[Saved entries]
^^^^^^^^
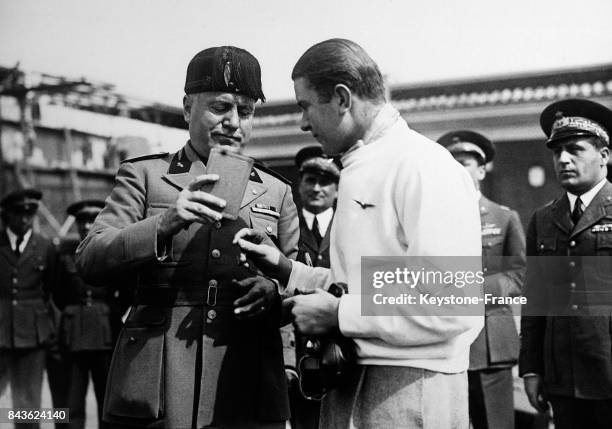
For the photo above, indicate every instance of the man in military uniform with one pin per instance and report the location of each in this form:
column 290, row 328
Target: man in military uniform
column 495, row 350
column 201, row 347
column 87, row 326
column 566, row 340
column 318, row 190
column 27, row 271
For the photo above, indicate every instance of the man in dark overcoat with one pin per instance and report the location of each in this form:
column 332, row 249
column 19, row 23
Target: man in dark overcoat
column 495, row 350
column 318, row 191
column 201, row 347
column 566, row 339
column 89, row 319
column 27, row 273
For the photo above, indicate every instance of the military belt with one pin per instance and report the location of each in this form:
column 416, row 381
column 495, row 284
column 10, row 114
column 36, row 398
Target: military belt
column 175, row 296
column 17, row 293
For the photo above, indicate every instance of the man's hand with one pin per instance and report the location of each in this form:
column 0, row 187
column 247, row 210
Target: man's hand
column 192, row 205
column 258, row 246
column 316, row 313
column 262, row 292
column 535, row 392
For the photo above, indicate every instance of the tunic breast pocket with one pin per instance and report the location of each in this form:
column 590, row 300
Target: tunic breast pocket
column 267, row 223
column 604, row 255
column 547, row 246
column 136, row 377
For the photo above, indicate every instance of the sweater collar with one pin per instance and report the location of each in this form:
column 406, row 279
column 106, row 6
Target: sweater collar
column 385, row 119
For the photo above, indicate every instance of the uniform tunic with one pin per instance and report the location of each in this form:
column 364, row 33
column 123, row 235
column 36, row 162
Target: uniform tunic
column 26, row 323
column 565, row 337
column 495, row 350
column 182, row 359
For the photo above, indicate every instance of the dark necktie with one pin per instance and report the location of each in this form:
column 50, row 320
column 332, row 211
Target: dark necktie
column 17, row 245
column 315, row 231
column 577, row 212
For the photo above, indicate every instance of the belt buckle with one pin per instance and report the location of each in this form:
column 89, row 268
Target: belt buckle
column 211, row 296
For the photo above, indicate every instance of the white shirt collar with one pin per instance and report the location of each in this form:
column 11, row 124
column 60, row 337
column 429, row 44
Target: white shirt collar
column 324, row 219
column 13, row 239
column 587, row 197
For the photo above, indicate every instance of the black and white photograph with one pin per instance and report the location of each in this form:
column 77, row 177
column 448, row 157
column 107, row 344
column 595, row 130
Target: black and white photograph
column 333, row 214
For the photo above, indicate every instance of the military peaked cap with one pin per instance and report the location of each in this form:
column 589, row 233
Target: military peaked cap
column 576, row 117
column 465, row 141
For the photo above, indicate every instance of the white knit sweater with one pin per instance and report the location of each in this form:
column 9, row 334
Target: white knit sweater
column 423, row 205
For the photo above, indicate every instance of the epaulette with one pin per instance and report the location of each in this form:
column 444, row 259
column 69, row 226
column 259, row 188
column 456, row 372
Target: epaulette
column 265, row 169
column 68, row 245
column 145, row 157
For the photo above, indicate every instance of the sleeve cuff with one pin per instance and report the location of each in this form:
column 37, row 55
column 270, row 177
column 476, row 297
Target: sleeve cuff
column 141, row 240
column 350, row 321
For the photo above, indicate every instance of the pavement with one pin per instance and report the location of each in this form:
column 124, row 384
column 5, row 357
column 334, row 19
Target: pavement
column 91, row 410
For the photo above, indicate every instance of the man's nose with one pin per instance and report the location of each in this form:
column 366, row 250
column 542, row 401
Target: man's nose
column 564, row 157
column 304, row 124
column 231, row 119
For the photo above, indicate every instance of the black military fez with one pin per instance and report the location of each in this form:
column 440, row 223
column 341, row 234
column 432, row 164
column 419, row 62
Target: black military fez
column 85, row 209
column 224, row 69
column 576, row 117
column 22, row 200
column 471, row 142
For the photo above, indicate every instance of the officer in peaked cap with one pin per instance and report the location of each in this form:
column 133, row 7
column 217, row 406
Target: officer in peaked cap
column 27, row 276
column 495, row 350
column 89, row 321
column 576, row 118
column 201, row 346
column 318, row 191
column 565, row 341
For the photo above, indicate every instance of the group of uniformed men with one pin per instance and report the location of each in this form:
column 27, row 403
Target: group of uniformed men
column 201, row 345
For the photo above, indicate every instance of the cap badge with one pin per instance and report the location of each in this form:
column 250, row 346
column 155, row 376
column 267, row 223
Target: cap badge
column 227, row 73
column 578, row 123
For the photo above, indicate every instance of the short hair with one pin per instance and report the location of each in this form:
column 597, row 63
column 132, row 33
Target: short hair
column 340, row 61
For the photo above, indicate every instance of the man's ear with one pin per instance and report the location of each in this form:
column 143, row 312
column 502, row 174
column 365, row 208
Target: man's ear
column 187, row 101
column 481, row 172
column 344, row 97
column 605, row 155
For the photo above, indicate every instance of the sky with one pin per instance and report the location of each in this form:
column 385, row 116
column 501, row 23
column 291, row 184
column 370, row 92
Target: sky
column 143, row 46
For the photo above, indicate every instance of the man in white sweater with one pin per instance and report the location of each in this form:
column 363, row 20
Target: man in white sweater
column 400, row 194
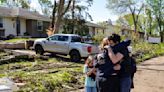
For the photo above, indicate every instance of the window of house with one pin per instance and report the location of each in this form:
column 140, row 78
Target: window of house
column 1, row 23
column 40, row 25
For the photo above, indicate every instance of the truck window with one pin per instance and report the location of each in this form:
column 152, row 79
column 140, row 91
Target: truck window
column 63, row 38
column 76, row 39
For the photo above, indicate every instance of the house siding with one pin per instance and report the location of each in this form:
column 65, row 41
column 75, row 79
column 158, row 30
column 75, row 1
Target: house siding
column 31, row 27
column 10, row 26
column 23, row 26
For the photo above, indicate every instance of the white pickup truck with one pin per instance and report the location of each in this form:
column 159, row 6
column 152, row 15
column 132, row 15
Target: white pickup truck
column 65, row 44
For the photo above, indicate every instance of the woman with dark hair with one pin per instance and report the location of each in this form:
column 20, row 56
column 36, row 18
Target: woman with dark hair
column 119, row 54
column 107, row 78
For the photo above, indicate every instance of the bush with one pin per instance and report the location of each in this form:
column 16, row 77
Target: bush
column 143, row 50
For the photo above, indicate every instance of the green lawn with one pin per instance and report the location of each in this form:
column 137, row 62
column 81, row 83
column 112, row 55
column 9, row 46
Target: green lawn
column 20, row 39
column 57, row 75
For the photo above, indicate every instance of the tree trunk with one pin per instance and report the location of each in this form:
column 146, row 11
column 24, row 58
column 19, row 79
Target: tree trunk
column 73, row 13
column 162, row 36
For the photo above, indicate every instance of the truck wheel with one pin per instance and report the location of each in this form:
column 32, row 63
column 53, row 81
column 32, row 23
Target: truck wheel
column 39, row 49
column 75, row 56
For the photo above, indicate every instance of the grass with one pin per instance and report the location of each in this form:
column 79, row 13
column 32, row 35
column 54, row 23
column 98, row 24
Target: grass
column 60, row 76
column 146, row 50
column 19, row 39
column 45, row 76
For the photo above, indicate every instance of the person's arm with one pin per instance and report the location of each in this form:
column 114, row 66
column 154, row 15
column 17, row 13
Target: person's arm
column 88, row 72
column 114, row 57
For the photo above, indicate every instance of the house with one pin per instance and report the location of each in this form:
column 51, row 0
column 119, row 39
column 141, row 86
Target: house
column 109, row 28
column 21, row 22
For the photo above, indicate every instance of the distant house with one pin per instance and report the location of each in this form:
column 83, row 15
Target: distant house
column 20, row 22
column 95, row 29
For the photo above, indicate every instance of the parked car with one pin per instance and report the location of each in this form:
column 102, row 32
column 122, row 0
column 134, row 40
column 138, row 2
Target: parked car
column 65, row 44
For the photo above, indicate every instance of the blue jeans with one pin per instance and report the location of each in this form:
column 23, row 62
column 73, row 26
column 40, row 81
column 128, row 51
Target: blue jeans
column 125, row 84
column 90, row 89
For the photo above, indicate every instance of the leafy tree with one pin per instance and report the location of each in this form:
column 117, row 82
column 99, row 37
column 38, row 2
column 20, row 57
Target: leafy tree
column 46, row 6
column 77, row 16
column 17, row 3
column 122, row 6
column 157, row 9
column 61, row 7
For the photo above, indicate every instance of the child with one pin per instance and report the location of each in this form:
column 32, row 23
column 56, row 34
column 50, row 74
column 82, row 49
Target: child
column 90, row 74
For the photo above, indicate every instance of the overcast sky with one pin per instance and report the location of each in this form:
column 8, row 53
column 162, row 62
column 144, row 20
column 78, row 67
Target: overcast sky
column 98, row 11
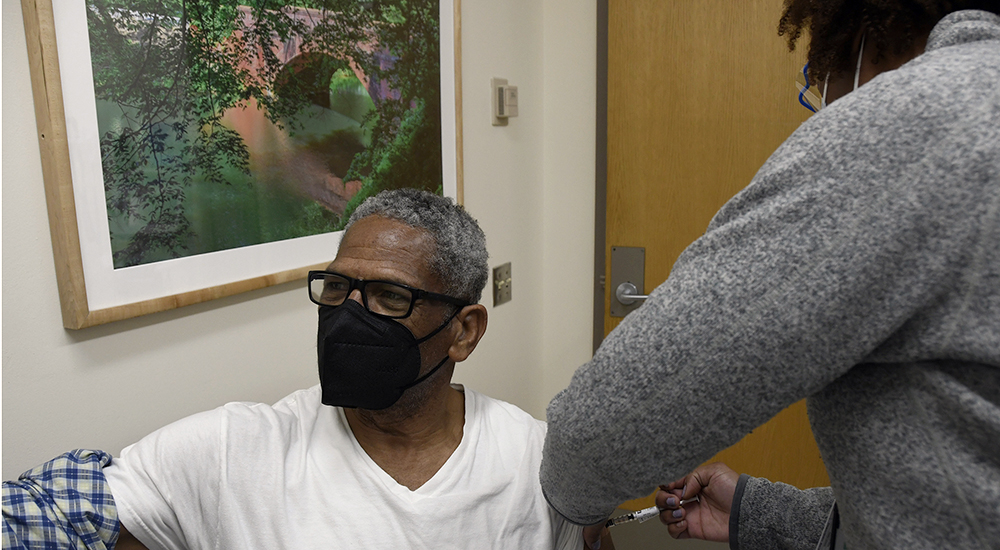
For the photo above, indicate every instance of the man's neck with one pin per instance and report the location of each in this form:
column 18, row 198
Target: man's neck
column 410, row 444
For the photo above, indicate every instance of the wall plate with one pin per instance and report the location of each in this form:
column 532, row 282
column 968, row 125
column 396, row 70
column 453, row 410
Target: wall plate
column 501, row 284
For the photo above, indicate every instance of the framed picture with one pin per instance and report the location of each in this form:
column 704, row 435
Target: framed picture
column 195, row 149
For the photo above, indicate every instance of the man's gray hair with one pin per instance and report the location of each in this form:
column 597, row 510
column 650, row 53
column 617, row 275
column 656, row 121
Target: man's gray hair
column 460, row 259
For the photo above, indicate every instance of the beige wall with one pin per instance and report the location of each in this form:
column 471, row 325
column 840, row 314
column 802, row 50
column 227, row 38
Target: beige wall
column 531, row 186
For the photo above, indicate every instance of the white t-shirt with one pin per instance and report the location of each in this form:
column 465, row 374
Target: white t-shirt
column 292, row 475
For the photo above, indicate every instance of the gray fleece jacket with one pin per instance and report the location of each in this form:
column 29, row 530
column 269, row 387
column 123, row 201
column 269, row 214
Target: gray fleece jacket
column 859, row 269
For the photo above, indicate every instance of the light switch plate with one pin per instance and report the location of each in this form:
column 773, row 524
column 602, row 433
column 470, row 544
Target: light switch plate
column 501, row 284
column 497, row 86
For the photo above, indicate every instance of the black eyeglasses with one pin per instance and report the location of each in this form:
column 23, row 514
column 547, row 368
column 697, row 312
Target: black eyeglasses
column 379, row 297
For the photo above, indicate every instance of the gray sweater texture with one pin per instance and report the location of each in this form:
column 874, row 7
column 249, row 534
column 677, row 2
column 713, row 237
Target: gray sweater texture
column 860, row 269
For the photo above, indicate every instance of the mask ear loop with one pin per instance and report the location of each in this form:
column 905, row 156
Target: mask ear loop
column 861, row 52
column 805, row 73
column 857, row 72
column 443, row 361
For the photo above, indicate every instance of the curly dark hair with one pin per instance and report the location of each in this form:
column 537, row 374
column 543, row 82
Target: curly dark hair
column 891, row 26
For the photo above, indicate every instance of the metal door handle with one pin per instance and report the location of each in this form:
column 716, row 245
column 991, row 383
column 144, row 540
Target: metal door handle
column 628, row 294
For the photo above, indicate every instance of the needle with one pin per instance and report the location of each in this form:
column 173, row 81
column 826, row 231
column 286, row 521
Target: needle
column 642, row 515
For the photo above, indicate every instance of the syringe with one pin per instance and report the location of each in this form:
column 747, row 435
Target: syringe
column 642, row 515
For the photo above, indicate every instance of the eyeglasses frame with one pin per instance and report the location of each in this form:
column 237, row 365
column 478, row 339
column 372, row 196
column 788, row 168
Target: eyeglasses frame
column 359, row 284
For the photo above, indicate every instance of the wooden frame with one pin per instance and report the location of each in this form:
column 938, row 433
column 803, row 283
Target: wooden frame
column 77, row 309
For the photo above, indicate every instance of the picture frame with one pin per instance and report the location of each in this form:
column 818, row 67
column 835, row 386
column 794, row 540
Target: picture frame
column 91, row 290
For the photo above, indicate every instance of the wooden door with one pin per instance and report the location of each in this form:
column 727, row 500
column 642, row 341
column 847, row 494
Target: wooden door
column 700, row 93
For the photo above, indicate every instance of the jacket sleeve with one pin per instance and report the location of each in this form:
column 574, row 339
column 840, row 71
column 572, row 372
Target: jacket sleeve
column 768, row 515
column 64, row 503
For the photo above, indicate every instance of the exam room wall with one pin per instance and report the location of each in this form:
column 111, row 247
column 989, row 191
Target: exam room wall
column 530, row 184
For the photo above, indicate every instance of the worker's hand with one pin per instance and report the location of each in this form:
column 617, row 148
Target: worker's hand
column 706, row 518
column 597, row 537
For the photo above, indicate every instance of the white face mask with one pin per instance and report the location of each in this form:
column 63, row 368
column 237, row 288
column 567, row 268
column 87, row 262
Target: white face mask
column 857, row 73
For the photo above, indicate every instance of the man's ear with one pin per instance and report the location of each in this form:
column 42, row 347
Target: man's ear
column 472, row 323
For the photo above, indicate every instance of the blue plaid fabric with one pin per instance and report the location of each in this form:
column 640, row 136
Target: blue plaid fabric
column 64, row 503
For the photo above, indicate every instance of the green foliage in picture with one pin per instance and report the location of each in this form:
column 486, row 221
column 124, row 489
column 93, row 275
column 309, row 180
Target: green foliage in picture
column 225, row 124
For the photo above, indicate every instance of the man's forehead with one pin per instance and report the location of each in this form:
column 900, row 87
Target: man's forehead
column 382, row 248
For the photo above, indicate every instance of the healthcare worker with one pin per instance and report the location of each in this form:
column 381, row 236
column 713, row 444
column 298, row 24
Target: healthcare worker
column 860, row 269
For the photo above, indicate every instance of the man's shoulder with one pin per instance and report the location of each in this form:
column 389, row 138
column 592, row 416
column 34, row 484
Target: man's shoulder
column 503, row 416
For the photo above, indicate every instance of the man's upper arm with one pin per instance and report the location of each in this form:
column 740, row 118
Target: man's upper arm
column 127, row 541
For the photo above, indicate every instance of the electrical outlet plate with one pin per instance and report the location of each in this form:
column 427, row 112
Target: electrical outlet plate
column 501, row 284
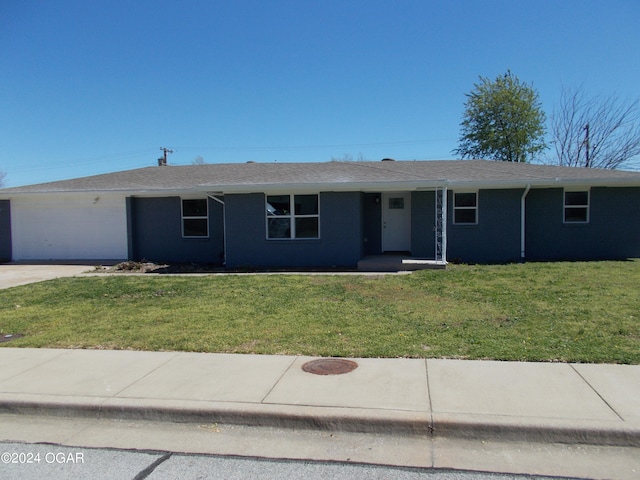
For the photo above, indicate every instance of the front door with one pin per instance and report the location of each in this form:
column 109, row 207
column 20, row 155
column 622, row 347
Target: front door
column 396, row 222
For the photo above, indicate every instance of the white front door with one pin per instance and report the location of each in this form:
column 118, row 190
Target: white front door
column 396, row 222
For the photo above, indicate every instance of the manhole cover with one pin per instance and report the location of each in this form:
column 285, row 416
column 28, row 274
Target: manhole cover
column 329, row 366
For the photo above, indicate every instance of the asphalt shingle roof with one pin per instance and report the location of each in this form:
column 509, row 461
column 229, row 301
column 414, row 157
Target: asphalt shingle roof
column 224, row 177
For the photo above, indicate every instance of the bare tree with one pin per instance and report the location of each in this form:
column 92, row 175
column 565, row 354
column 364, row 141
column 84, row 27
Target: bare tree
column 598, row 132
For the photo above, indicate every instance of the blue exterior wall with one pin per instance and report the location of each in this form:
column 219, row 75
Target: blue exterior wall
column 423, row 218
column 156, row 232
column 613, row 231
column 495, row 238
column 340, row 243
column 5, row 231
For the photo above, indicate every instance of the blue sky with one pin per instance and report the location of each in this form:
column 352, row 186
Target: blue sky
column 89, row 86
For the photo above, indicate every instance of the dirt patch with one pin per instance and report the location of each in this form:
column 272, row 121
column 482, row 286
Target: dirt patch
column 7, row 337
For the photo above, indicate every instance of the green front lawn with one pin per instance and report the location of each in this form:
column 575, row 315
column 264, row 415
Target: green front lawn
column 579, row 312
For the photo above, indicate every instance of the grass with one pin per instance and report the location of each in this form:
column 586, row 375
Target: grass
column 578, row 312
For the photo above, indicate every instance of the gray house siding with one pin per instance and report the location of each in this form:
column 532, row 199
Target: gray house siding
column 5, row 231
column 156, row 232
column 423, row 218
column 339, row 245
column 496, row 236
column 613, row 230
^^^^^^^^
| What to produce |
Among the entries above, copy exactly only the lines starting with the one containing "For the photo above, indicate every instance of the officer" and going through the one containing "column 143, row 312", both ends included.

| Task response |
For the photo above, indicate every instance of the officer in peaked cap with one pin per instance and report the location of each in this form:
column 133, row 7
column 217, row 406
Target: officer in peaked cap
column 27, row 276
column 495, row 350
column 89, row 321
column 576, row 118
column 201, row 346
column 318, row 191
column 565, row 341
For the photo above, indicate every instance of the group of uniformed men with one pin per instance and report the location of each in this form:
column 27, row 403
Target: group of uniformed men
column 201, row 345
For the photo above, indicate every instance of the cap badge with one pin per instance and report the location of each in this form:
column 250, row 346
column 155, row 376
column 267, row 223
Target: cap badge
column 227, row 73
column 578, row 123
For the photo above, indicate every instance of the short hair with one pin per instance and report the location of each in this form:
column 597, row 63
column 132, row 33
Target: short hair
column 340, row 61
For the photo above, indicate every instance of the man's ear with one pin per instance and report the location of each in this form:
column 143, row 312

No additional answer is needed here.